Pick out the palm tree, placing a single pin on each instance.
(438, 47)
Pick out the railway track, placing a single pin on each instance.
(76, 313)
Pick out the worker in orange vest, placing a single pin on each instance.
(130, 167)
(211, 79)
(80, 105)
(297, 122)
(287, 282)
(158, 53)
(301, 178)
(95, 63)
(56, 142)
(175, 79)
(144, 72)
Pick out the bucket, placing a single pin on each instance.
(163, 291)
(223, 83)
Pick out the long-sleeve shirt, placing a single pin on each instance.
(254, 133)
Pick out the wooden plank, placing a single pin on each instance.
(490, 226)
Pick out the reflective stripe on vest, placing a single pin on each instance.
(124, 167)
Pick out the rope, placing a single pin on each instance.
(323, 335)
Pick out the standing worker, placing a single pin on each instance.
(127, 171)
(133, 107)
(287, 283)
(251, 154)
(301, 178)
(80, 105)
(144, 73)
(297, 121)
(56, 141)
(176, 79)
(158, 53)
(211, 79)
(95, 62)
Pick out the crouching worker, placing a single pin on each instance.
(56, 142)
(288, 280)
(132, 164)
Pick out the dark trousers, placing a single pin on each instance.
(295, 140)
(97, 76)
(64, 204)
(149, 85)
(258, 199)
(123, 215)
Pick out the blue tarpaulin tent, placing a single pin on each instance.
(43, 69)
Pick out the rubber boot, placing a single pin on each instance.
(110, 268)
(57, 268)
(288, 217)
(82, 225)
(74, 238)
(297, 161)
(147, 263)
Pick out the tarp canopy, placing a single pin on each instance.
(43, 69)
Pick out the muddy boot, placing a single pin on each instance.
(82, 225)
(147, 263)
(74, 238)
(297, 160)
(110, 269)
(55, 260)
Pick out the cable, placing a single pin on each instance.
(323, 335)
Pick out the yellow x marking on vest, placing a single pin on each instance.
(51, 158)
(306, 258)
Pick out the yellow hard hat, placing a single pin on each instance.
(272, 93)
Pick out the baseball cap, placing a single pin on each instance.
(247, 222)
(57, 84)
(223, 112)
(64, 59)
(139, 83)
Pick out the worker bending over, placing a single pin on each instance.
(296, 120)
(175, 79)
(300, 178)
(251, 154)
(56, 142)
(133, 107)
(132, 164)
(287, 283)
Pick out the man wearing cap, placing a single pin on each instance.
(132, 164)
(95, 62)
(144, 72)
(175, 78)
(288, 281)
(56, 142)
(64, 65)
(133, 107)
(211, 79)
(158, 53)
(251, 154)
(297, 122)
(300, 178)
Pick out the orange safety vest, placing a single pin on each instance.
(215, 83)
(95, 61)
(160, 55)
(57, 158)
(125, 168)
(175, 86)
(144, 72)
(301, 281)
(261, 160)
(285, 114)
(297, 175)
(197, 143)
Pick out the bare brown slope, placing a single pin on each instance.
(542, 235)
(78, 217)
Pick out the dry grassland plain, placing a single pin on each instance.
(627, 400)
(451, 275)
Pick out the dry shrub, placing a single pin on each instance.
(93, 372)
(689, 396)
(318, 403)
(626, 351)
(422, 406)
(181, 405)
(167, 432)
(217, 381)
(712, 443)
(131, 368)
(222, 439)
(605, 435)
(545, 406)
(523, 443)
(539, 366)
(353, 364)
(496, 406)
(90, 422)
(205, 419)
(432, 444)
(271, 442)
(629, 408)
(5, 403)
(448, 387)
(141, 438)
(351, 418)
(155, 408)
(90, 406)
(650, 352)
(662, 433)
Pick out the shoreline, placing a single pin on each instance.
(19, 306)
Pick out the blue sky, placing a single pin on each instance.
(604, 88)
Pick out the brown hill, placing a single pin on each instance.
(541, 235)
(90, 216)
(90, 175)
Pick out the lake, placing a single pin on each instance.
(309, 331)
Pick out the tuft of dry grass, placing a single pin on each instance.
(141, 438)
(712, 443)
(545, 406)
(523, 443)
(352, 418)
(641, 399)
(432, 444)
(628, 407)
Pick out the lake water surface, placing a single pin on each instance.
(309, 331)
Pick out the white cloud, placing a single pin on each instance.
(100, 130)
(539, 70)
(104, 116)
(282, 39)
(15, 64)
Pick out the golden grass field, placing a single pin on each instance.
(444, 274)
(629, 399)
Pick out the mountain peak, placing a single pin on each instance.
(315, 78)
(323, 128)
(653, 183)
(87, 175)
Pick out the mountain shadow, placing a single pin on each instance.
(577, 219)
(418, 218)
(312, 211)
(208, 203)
--------------------------------
TO DO → Give the rows from the one containing "Pick out the mountain peak, placing" through the final row, inclusive, as a numbered list, leaving out any blank lines.

FINAL ANSWER →
1. Pick out the mountain peak, placing a single pin on each instance.
2. (315, 78)
3. (323, 128)
4. (653, 183)
5. (87, 175)
6. Pick out the mountain shadow, placing a single pin on each instance.
7. (577, 219)
8. (418, 218)
9. (312, 211)
10. (208, 203)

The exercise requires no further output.